Question: D'après le document ci-dessous, quelle pièce va-t-on jouer dans le désert mentionné dans la lettre à Madame Suard ?

Document:
#####

Quant au vieillard de quatre-vingt et un ans, ce bon homme Siméon n’a pas la consolation de voir, mais il sent salutare suum. Il n’a plus d’enthousiasme que pour ces grands et sages projets, qui doivent un jour revivifier la France. Heureux le roi qui vous a choisi et heureux ses peuples !
. . . . . . . Sua si bona norint !
Les petits états de mon petit pays de Gex attendent leur sort du compte que M. de Trudaine vous a sans doute rendu, et de votre décision.
Le vieux malade de Ferney oublie tous ses maux pour boire à votre santé avec le grand-prêtre Mord-les, et pour vous renouveler son profond respect et son attachement inviolable.
1 – Editeurs, de Cayrol et A. François. (G.A.)
2 – Morellet. (G.A.)
à Madame Suard.
Juin 1775.
Madame, j’ai écrit à M. votre mari que j’étais amoureux de vous. Ma passion a bien augmenté à la lecture de votre lettre. Vous m’oublierez au milieu de Paris ; et moi, dans mon désert, où l’on va jouer Orphée, je vous regretterai comme il regrettait Eurydice ; avec cette différence que c’est moi le premier qui descendrai dans les enfers, et que vous ne viendrez point m’y chercher. Parlez de moi avec vos amis, conservez-moi vos bontés. Ce cœur est trop touché pour vous dire qu’il est votre très humble serviteur.

#####

Extrait des données:

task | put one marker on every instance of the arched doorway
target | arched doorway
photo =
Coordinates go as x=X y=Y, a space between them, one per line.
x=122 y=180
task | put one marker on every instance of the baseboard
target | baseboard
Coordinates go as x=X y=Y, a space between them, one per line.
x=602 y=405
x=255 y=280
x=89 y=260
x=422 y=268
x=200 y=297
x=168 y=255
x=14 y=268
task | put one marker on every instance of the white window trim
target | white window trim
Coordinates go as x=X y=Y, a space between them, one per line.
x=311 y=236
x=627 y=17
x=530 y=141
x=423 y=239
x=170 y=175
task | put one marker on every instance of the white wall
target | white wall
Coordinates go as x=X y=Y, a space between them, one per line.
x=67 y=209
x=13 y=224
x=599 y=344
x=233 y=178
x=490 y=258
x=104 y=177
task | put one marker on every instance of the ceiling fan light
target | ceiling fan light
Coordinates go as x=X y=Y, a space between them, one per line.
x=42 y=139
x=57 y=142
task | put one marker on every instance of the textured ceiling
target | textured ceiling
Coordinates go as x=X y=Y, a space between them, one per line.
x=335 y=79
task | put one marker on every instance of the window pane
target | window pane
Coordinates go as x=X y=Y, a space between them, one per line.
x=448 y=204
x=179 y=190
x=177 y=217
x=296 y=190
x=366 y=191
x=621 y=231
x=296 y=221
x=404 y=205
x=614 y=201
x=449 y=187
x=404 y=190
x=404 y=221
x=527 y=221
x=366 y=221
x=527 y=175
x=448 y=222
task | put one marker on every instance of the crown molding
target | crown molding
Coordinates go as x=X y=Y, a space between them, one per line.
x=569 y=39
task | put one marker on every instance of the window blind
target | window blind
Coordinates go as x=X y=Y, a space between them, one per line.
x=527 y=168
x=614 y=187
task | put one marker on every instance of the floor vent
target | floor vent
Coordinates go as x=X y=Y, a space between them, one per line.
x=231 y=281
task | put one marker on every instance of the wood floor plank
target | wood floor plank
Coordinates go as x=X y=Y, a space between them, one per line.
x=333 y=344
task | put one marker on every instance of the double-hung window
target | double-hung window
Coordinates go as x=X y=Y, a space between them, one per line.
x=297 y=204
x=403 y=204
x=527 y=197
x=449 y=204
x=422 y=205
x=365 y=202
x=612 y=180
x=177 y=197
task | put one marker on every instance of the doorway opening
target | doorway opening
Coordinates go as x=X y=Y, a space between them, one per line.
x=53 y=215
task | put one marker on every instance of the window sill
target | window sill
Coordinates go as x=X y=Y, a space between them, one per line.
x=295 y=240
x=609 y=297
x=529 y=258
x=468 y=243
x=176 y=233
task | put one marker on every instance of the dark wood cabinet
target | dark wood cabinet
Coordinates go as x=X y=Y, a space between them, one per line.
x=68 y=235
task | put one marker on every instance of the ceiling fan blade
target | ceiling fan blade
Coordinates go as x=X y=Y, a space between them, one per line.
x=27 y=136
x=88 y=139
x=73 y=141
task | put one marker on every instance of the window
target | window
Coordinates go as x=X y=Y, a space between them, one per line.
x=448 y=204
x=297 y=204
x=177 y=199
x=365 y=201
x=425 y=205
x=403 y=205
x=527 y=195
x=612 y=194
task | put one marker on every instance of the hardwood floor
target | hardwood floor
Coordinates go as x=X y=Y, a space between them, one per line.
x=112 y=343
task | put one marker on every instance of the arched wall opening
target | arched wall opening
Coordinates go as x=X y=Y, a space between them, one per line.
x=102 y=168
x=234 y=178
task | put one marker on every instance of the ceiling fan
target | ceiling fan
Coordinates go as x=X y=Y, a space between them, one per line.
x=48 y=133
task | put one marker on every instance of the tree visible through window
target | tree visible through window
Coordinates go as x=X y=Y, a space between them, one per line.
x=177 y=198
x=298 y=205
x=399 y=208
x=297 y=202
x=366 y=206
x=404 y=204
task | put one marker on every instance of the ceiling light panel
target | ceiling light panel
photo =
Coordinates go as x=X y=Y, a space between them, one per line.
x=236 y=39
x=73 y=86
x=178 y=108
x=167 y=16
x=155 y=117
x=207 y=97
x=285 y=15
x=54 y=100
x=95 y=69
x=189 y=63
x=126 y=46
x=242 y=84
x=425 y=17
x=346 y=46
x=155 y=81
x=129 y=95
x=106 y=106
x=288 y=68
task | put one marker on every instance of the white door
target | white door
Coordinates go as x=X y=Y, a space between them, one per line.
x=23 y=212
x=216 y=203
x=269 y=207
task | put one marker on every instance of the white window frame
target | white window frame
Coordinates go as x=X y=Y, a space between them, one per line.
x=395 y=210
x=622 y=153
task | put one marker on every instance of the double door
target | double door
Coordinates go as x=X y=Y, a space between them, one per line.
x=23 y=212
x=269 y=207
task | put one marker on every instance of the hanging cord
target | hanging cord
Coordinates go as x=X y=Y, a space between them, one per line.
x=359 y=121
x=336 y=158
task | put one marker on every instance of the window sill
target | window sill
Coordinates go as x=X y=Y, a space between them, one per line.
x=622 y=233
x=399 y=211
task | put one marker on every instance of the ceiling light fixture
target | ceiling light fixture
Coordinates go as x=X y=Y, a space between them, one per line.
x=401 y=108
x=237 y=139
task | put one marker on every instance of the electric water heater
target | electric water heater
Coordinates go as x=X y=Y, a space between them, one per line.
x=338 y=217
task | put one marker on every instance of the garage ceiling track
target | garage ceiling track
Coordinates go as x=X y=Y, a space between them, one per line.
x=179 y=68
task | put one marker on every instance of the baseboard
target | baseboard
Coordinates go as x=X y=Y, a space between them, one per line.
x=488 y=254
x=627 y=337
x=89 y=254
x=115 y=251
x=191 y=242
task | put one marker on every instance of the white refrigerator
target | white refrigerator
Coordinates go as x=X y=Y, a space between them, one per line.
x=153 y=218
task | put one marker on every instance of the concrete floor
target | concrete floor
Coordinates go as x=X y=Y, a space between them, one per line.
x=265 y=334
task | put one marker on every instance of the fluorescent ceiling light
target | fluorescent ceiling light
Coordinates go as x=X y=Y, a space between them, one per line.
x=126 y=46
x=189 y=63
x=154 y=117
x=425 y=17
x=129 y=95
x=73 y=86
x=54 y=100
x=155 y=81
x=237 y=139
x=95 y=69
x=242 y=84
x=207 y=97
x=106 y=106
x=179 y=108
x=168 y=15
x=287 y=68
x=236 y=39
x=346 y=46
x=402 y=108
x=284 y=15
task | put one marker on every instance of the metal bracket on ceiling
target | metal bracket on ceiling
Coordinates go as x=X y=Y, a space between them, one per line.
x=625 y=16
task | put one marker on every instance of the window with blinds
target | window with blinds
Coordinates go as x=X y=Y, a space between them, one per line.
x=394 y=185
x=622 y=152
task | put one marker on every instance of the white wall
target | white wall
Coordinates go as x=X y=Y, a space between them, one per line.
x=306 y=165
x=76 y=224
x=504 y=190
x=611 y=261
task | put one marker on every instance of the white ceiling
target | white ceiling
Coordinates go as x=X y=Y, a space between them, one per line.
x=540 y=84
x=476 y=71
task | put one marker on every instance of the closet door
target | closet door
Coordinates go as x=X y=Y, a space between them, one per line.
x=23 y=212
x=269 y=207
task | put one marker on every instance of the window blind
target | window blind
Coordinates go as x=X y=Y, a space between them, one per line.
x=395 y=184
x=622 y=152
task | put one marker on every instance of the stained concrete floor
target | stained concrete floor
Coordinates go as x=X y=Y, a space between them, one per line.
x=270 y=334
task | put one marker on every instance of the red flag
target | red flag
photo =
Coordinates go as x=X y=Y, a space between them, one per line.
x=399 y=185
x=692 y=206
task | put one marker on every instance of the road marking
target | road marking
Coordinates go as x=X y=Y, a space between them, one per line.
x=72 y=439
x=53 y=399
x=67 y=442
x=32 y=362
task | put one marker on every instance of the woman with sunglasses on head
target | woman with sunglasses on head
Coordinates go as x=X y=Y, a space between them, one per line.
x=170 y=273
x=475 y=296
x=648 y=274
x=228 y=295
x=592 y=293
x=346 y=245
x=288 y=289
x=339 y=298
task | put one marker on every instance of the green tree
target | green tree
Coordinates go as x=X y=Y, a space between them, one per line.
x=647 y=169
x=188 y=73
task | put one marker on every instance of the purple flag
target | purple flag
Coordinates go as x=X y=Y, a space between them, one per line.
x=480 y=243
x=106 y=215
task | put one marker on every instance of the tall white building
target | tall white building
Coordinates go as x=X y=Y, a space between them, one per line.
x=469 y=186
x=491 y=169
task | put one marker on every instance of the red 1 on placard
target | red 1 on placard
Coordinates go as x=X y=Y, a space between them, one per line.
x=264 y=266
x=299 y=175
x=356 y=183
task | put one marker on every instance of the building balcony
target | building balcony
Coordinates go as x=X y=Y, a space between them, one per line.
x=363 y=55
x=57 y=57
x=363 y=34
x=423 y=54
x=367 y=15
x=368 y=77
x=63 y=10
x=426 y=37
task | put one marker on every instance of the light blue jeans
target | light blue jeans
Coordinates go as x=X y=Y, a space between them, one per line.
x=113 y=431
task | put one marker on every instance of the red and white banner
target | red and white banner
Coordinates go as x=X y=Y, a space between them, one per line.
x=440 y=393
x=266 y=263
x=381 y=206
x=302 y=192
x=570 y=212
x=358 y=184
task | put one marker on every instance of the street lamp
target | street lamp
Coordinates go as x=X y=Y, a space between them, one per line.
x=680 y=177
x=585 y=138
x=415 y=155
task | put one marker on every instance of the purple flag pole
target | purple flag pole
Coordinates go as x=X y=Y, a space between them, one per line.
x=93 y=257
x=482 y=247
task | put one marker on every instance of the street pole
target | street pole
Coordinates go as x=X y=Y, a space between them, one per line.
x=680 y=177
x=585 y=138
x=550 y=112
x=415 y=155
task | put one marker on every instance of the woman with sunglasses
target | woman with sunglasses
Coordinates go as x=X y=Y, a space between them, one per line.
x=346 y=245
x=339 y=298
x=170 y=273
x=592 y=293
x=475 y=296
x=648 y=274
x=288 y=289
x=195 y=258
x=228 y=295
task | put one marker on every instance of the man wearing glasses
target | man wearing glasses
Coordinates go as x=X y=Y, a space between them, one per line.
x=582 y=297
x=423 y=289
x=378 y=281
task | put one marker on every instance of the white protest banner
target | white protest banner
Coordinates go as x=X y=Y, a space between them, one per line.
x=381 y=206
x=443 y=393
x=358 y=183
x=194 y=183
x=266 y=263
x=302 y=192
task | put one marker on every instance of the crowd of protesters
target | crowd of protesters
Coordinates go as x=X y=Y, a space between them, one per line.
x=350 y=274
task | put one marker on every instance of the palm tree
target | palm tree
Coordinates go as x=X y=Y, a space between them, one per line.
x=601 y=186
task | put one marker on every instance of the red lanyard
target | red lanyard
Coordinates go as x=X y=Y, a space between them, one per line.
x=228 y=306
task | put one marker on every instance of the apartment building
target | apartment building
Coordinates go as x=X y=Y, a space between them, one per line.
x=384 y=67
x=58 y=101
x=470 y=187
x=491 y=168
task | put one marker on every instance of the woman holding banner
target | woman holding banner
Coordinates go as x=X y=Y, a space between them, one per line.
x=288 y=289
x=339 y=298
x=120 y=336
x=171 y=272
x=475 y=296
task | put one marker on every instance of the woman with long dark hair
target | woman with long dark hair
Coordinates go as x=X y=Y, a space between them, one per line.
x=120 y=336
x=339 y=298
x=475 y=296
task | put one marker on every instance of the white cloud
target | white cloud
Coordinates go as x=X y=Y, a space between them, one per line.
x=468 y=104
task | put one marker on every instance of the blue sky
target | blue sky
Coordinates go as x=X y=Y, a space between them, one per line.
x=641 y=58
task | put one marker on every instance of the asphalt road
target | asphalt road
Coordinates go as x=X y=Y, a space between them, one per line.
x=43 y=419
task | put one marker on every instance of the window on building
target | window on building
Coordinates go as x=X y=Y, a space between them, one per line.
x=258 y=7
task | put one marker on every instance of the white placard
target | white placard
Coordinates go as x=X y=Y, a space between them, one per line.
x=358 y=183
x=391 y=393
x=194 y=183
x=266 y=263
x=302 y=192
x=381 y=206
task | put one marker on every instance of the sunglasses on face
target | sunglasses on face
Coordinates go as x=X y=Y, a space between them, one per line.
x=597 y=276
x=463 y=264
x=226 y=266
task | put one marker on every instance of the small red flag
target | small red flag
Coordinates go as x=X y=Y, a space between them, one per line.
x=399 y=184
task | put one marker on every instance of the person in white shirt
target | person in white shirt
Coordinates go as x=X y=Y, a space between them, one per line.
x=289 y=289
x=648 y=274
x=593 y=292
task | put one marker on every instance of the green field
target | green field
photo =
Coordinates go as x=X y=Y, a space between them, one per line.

#####

Réponse: On va y jouer Orphée.